### Selection
Eventually, he moved to San Francisco, met Nick’s mother, a Greek-American and they settled in
Greek Town south of Market Street, a home run away from the future AT&T Park. Andrew’s love
for baseball carried over to his son.
As a youth, Nick loved
all sports and frequently attended 49er games at Kezar Stadium, watching his beloved hometown
team which featured the famous “million dollar” backfield of Tittle, McElhenny, Johnson and
Perry (he even ushered there for a time). As a teenager on Sunday afternoons Peters occupied
Seals Stadium religiously following the hometown nine.
The Seals last manager
in 1957 was Joe Gordon. Coincidentally, he was inducted posthumously in the 2009 class of the
Baseball Hall of Fame, along with Peters.
Starting in 1958,
Peters saw the Giants play their first home game on the West Coast at Seals Stadium and never
missed a home opener for five decades.
First at Lincoln
High and then City College of San Francisco he learned journalism by serving as sports editor of
the school newspapers. After graduating in 1961 from San Jose State with a degree in journalism
he caught on at the San Francisco Chronicle as a copy
boy on the sports desk. Knowing of his desire to cover the Giants, editor Art Rosenbaum reminded
him that beat writer Bob Stevens wasn’t leaving any time soon and suggested he take the opening
at the Berkeley Gazette. He got the job and began
covering the Giants.
At the Gazette, his
first story was on Willie McCovey. They struck up a friendship right away, a
relationship that has continued with visits by Peters to McCovey’s special box at AT&T
Park.
The team’s captain and
perennial all-star was a different story. “(Willie) Mays was more difficult,” Peters admits. “He
was a New Yorker,” referring to the city where the fleet centerfielder had established his
star.

### Given material
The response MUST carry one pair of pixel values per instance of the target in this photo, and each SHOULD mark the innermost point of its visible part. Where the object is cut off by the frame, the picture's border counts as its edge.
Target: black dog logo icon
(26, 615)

### Description of the task
Return word for word the part of the Nick Peters passage that begins at the words "The Seals last" and stops after "along with Peters.".

### Response below
The Seals last manager
in 1957 was Joe Gordon. Coincidentally, he was inducted posthumously in the 2009 class of the
Baseball Hall of Fame, along with Peters.